(Stored records)
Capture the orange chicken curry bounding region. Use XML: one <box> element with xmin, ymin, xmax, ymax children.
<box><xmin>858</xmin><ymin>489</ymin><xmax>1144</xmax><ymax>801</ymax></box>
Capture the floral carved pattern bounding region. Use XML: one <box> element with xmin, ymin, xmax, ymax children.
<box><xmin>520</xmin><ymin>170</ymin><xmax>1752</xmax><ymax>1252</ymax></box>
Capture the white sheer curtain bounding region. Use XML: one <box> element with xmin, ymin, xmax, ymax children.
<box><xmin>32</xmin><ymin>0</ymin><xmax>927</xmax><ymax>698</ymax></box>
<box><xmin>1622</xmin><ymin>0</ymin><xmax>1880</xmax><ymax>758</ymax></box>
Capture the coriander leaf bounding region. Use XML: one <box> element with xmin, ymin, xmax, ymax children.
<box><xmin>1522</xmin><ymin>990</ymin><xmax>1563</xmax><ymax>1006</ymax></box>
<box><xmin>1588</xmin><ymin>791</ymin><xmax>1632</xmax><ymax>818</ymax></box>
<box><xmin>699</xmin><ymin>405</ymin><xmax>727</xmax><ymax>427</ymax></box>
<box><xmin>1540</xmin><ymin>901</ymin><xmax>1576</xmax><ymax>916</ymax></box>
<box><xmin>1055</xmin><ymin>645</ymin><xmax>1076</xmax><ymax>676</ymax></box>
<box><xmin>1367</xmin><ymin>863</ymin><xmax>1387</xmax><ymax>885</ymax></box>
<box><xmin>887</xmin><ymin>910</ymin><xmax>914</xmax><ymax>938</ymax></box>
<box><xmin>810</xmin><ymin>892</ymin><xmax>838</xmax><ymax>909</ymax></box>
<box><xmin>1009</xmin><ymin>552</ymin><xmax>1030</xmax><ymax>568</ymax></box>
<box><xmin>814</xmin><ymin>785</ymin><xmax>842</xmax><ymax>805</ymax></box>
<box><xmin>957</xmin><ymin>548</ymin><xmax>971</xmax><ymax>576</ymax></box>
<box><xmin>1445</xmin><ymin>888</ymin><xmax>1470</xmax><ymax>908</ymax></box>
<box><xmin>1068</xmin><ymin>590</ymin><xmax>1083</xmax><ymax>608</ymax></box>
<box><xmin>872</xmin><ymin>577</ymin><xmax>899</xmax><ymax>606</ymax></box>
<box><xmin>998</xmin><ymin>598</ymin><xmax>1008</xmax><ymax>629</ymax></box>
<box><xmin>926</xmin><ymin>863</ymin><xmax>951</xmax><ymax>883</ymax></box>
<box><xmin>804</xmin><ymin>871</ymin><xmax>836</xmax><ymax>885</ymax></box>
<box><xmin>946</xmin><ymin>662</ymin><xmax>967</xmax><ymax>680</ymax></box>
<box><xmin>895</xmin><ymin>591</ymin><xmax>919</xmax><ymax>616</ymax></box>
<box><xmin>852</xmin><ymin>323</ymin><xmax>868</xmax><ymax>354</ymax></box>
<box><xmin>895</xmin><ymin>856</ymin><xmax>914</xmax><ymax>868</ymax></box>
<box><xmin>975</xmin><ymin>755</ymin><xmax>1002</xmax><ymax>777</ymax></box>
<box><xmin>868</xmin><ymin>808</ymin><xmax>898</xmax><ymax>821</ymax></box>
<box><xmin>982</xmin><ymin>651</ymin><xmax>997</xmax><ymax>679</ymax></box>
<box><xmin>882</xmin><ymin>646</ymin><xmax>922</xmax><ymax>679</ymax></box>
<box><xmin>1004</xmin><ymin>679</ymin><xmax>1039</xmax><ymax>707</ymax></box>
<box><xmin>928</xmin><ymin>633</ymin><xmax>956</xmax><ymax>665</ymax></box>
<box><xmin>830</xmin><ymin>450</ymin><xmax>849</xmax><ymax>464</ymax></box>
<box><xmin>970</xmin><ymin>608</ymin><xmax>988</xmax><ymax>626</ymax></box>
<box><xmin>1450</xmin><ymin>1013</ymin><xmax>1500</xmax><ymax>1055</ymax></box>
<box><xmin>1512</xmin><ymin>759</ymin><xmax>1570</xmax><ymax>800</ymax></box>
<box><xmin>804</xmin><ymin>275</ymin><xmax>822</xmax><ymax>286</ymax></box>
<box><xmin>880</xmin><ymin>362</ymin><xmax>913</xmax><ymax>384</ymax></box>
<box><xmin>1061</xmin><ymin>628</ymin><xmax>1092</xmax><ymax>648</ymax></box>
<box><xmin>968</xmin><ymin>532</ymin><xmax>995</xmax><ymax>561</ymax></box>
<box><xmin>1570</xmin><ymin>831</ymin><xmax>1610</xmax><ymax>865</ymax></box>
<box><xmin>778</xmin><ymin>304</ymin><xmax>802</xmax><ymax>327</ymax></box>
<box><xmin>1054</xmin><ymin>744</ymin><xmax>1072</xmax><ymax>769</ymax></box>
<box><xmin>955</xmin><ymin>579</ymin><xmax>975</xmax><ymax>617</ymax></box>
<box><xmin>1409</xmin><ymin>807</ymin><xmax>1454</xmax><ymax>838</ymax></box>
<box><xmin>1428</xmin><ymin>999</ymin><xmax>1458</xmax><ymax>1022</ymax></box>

> _Instructions for the task_
Your task is to repeat every entry above exactly.

> _Solution for this exercise_
Capture the orange chicken curry bounding region. Use XML: one <box> element with xmin, ymin, xmax, ymax children.
<box><xmin>858</xmin><ymin>489</ymin><xmax>1144</xmax><ymax>801</ymax></box>
Capture the floral carved pattern bounding region. Use XML: one <box> element with xmin, ymin, xmax, ymax children.
<box><xmin>520</xmin><ymin>170</ymin><xmax>1752</xmax><ymax>1252</ymax></box>
Capture the white sheer curtain bounding region. Use XML: one <box> element with xmin, ymin, xmax, ymax children.
<box><xmin>32</xmin><ymin>0</ymin><xmax>927</xmax><ymax>698</ymax></box>
<box><xmin>1622</xmin><ymin>0</ymin><xmax>1880</xmax><ymax>758</ymax></box>
Capture the coriander leaf bounding region. Use XML: one <box> element with xmin, ymin, xmax, ymax children.
<box><xmin>1522</xmin><ymin>990</ymin><xmax>1563</xmax><ymax>1006</ymax></box>
<box><xmin>1588</xmin><ymin>791</ymin><xmax>1632</xmax><ymax>818</ymax></box>
<box><xmin>699</xmin><ymin>405</ymin><xmax>727</xmax><ymax>427</ymax></box>
<box><xmin>1540</xmin><ymin>901</ymin><xmax>1576</xmax><ymax>916</ymax></box>
<box><xmin>1055</xmin><ymin>645</ymin><xmax>1076</xmax><ymax>676</ymax></box>
<box><xmin>1367</xmin><ymin>863</ymin><xmax>1387</xmax><ymax>885</ymax></box>
<box><xmin>887</xmin><ymin>910</ymin><xmax>914</xmax><ymax>938</ymax></box>
<box><xmin>810</xmin><ymin>892</ymin><xmax>838</xmax><ymax>909</ymax></box>
<box><xmin>1009</xmin><ymin>552</ymin><xmax>1030</xmax><ymax>568</ymax></box>
<box><xmin>814</xmin><ymin>785</ymin><xmax>842</xmax><ymax>805</ymax></box>
<box><xmin>957</xmin><ymin>548</ymin><xmax>971</xmax><ymax>576</ymax></box>
<box><xmin>1445</xmin><ymin>888</ymin><xmax>1470</xmax><ymax>908</ymax></box>
<box><xmin>1068</xmin><ymin>590</ymin><xmax>1083</xmax><ymax>608</ymax></box>
<box><xmin>872</xmin><ymin>577</ymin><xmax>899</xmax><ymax>606</ymax></box>
<box><xmin>998</xmin><ymin>598</ymin><xmax>1008</xmax><ymax>629</ymax></box>
<box><xmin>926</xmin><ymin>863</ymin><xmax>951</xmax><ymax>883</ymax></box>
<box><xmin>804</xmin><ymin>871</ymin><xmax>836</xmax><ymax>885</ymax></box>
<box><xmin>946</xmin><ymin>662</ymin><xmax>967</xmax><ymax>680</ymax></box>
<box><xmin>895</xmin><ymin>591</ymin><xmax>919</xmax><ymax>616</ymax></box>
<box><xmin>852</xmin><ymin>323</ymin><xmax>868</xmax><ymax>354</ymax></box>
<box><xmin>895</xmin><ymin>856</ymin><xmax>914</xmax><ymax>868</ymax></box>
<box><xmin>975</xmin><ymin>755</ymin><xmax>1002</xmax><ymax>777</ymax></box>
<box><xmin>868</xmin><ymin>808</ymin><xmax>898</xmax><ymax>821</ymax></box>
<box><xmin>982</xmin><ymin>651</ymin><xmax>997</xmax><ymax>679</ymax></box>
<box><xmin>882</xmin><ymin>646</ymin><xmax>922</xmax><ymax>679</ymax></box>
<box><xmin>1004</xmin><ymin>679</ymin><xmax>1039</xmax><ymax>707</ymax></box>
<box><xmin>928</xmin><ymin>633</ymin><xmax>956</xmax><ymax>665</ymax></box>
<box><xmin>830</xmin><ymin>450</ymin><xmax>849</xmax><ymax>464</ymax></box>
<box><xmin>970</xmin><ymin>608</ymin><xmax>988</xmax><ymax>626</ymax></box>
<box><xmin>1450</xmin><ymin>1013</ymin><xmax>1500</xmax><ymax>1055</ymax></box>
<box><xmin>1512</xmin><ymin>759</ymin><xmax>1570</xmax><ymax>800</ymax></box>
<box><xmin>804</xmin><ymin>275</ymin><xmax>822</xmax><ymax>286</ymax></box>
<box><xmin>880</xmin><ymin>362</ymin><xmax>913</xmax><ymax>384</ymax></box>
<box><xmin>1061</xmin><ymin>628</ymin><xmax>1092</xmax><ymax>648</ymax></box>
<box><xmin>968</xmin><ymin>532</ymin><xmax>995</xmax><ymax>561</ymax></box>
<box><xmin>1570</xmin><ymin>831</ymin><xmax>1610</xmax><ymax>865</ymax></box>
<box><xmin>778</xmin><ymin>304</ymin><xmax>802</xmax><ymax>327</ymax></box>
<box><xmin>1054</xmin><ymin>744</ymin><xmax>1072</xmax><ymax>769</ymax></box>
<box><xmin>955</xmin><ymin>579</ymin><xmax>975</xmax><ymax>617</ymax></box>
<box><xmin>1409</xmin><ymin>807</ymin><xmax>1454</xmax><ymax>838</ymax></box>
<box><xmin>1428</xmin><ymin>999</ymin><xmax>1458</xmax><ymax>1022</ymax></box>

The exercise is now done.